Exercise prompt> Repeat exactly the lines that run from the one containing "Query: tree trunk" to the end of the data, and leave out all others.
Start of Entries shown
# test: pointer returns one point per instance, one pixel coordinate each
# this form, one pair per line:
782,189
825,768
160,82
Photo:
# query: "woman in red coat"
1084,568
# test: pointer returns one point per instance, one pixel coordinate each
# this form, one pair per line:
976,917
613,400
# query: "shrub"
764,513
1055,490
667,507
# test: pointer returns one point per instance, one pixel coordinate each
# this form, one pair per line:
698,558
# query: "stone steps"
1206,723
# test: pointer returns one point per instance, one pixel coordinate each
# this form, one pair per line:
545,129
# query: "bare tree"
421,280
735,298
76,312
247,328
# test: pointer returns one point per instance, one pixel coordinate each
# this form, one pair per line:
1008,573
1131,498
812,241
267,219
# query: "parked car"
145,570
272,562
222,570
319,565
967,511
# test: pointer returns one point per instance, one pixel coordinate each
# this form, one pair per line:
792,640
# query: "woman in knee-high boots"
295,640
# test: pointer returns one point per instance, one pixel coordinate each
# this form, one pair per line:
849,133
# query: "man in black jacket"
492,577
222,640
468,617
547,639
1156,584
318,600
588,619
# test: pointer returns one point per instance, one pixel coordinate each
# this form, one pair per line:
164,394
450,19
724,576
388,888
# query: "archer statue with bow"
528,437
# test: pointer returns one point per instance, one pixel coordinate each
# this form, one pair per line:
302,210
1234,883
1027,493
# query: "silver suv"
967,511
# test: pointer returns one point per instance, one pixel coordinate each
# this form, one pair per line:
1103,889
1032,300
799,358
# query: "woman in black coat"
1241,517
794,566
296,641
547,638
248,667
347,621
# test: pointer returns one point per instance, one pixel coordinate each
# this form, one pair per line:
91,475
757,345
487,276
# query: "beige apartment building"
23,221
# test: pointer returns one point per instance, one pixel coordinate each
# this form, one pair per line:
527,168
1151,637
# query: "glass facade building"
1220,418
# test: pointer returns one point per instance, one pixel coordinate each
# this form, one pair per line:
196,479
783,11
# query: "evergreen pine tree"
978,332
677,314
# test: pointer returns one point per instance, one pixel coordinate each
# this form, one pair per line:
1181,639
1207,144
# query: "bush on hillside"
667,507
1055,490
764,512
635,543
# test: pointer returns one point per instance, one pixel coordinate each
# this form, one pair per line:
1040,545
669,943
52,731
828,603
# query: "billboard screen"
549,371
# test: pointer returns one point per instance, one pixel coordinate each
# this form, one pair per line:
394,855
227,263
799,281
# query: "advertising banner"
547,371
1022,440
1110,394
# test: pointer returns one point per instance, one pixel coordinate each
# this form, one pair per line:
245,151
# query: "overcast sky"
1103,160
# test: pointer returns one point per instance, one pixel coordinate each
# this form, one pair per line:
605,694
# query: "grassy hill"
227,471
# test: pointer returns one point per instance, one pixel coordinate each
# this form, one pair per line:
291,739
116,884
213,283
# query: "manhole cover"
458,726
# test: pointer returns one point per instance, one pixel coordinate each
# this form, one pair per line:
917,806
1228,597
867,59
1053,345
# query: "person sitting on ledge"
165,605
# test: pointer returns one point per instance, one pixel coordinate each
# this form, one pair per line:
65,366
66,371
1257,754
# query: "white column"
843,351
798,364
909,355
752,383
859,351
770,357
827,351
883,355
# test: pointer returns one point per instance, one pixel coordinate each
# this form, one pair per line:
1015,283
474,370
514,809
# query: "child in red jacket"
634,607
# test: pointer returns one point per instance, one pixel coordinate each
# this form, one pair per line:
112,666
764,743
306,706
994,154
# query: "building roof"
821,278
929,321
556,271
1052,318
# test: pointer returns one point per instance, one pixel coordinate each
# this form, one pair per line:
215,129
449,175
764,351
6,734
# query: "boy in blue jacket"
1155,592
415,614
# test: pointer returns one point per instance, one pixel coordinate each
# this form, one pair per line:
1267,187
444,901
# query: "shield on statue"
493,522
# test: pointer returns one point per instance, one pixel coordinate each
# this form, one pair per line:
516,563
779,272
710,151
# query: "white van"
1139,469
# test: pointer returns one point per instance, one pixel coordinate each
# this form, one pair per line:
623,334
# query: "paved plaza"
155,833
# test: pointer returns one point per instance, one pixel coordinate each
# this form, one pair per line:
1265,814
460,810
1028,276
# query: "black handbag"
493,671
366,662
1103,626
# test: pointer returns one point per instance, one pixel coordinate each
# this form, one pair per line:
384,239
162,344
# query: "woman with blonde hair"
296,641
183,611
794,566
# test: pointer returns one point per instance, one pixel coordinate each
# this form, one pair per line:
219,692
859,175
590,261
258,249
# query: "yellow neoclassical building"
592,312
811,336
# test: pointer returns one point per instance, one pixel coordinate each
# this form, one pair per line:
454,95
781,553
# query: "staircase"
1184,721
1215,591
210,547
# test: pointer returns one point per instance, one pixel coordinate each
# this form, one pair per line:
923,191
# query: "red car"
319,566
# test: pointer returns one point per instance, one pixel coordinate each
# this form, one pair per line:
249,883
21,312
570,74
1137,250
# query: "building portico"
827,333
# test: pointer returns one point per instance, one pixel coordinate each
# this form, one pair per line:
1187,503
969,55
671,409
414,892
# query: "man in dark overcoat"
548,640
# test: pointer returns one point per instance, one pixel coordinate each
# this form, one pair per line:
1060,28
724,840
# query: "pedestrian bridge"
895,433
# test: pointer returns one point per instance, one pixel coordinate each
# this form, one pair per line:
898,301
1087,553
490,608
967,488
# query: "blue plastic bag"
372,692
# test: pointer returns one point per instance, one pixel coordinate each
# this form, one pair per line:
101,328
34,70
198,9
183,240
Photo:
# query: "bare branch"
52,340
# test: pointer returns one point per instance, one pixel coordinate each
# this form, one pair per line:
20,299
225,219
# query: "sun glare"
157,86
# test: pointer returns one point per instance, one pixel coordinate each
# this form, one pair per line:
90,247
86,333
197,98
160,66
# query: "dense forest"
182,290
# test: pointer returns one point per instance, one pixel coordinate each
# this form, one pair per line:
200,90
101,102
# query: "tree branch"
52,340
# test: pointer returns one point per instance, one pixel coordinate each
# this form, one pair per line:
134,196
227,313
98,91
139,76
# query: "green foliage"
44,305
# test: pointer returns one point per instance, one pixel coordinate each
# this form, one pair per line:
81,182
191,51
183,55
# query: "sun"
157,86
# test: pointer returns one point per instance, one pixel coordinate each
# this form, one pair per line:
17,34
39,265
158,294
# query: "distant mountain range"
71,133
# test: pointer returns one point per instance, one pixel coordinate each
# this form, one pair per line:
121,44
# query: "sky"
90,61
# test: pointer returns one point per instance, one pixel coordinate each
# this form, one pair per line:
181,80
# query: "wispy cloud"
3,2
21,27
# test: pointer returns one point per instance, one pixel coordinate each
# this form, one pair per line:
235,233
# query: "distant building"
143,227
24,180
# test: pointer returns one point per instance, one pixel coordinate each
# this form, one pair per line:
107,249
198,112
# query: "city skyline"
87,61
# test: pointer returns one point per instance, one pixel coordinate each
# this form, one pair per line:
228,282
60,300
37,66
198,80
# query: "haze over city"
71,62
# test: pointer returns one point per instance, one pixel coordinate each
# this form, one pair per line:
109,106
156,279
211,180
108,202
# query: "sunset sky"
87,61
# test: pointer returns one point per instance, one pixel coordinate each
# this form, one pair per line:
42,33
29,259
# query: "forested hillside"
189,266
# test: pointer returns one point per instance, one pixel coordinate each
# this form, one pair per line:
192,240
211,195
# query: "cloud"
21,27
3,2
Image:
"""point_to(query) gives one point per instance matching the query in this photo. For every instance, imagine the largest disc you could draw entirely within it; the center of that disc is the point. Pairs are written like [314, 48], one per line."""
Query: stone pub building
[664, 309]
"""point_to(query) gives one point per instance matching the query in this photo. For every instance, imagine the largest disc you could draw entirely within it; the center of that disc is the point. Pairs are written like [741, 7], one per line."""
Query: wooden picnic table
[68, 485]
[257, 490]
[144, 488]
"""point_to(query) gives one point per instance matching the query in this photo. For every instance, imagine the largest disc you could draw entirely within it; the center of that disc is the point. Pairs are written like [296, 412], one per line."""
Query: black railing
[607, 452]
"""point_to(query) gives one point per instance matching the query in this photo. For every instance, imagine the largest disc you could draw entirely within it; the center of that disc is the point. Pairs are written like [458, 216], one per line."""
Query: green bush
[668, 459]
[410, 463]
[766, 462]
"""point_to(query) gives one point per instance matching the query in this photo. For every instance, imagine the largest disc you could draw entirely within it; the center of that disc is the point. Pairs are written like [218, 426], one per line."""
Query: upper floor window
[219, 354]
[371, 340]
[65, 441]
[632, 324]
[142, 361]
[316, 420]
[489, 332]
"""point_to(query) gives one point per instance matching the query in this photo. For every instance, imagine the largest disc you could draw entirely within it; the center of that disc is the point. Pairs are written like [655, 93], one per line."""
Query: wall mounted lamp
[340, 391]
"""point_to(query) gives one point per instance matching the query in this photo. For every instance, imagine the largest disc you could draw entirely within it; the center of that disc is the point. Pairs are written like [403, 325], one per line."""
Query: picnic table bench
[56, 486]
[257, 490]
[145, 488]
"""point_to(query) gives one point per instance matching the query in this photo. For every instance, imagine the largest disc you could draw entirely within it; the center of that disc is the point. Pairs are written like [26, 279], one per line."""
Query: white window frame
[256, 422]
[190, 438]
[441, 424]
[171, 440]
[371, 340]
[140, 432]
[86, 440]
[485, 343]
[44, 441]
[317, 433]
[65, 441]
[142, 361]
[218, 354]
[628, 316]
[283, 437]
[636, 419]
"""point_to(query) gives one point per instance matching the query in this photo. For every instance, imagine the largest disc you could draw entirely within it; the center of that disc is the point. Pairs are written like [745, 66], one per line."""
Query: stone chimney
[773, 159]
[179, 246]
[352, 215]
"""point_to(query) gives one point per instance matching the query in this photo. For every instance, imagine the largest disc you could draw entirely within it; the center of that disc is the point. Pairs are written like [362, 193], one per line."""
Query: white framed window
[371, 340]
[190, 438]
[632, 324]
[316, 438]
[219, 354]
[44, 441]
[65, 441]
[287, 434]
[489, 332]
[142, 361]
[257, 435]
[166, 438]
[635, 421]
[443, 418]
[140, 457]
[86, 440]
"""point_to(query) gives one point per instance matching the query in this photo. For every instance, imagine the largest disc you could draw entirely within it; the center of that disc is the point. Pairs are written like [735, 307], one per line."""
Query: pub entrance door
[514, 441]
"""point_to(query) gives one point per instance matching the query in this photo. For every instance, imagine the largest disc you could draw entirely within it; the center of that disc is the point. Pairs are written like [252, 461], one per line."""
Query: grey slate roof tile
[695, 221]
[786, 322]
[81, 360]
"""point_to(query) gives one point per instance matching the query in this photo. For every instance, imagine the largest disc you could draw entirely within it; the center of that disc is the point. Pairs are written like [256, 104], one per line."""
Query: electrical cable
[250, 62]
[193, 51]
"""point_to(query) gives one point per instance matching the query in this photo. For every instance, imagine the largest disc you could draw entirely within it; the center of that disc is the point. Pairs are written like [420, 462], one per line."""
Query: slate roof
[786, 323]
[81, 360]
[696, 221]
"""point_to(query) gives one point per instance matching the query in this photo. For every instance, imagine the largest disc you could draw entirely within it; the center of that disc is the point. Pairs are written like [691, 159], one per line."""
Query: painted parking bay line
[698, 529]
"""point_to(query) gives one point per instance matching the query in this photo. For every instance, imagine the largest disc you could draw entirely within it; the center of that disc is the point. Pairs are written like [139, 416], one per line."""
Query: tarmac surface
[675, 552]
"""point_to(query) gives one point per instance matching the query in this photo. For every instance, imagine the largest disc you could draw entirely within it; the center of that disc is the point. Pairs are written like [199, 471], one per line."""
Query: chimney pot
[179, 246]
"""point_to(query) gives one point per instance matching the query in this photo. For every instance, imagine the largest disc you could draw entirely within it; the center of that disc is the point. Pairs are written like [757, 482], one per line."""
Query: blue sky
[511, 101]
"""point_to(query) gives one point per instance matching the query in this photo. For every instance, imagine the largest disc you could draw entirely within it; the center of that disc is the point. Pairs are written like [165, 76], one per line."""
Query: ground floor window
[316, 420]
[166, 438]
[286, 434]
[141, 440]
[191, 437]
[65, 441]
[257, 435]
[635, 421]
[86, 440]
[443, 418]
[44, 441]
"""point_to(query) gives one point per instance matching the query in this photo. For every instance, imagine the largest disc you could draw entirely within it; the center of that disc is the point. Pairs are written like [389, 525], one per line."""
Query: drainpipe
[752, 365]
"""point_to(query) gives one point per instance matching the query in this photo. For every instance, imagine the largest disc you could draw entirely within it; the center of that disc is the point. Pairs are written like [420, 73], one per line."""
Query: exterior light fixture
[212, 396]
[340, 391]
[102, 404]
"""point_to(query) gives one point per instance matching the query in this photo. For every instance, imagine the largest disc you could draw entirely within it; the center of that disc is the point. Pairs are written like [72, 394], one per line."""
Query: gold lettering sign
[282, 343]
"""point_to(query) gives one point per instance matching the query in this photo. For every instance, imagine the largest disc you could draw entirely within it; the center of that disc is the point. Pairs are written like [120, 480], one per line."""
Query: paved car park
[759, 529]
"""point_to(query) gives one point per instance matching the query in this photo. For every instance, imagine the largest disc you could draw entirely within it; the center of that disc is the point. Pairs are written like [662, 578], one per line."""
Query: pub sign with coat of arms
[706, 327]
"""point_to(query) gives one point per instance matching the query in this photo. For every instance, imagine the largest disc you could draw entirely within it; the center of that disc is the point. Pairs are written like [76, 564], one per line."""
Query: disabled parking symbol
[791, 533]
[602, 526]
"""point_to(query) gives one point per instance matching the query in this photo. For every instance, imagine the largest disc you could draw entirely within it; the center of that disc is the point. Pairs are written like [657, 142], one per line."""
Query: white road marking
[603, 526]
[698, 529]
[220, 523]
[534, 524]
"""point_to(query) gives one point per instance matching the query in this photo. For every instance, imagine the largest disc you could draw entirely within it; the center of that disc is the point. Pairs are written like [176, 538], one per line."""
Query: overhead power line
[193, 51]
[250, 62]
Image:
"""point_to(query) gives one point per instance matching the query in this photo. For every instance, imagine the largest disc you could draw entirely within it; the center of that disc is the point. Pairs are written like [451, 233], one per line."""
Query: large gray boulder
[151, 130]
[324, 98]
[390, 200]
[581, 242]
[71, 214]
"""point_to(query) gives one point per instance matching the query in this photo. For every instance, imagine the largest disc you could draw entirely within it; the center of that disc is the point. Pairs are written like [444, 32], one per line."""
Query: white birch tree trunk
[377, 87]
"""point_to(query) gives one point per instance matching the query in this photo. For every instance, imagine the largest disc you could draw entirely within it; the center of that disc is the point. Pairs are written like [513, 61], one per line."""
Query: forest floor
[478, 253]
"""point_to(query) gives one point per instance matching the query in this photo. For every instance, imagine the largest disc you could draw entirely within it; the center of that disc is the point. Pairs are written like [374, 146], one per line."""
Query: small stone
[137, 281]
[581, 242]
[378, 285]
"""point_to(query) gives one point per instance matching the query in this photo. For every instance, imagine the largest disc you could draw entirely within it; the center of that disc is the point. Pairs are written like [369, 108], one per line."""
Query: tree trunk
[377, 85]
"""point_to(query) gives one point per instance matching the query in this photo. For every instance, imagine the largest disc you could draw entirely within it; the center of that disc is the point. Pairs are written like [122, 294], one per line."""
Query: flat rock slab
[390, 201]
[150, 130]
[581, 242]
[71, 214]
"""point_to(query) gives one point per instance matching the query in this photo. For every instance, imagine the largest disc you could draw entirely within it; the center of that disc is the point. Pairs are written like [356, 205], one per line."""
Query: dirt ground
End of Entries shown
Task answer>
Query: tree trunk
[377, 85]
"""point_to(query) gives one point per instance matching the query in this photo. For every instance, imagine the largest disc you could draw entirely within it; the center of that disc is the point. Pairs are written like [122, 294], one per line."""
Query: flat rock slab
[390, 201]
[150, 130]
[581, 242]
[71, 214]
"""point_to(query) gives one point per instance matching the query in this photo. For every instance, imagine the largest disc you could draw entirely within it; the center of that disc is the point. Pairs are written like [356, 205], one per line."""
Query: dirt ground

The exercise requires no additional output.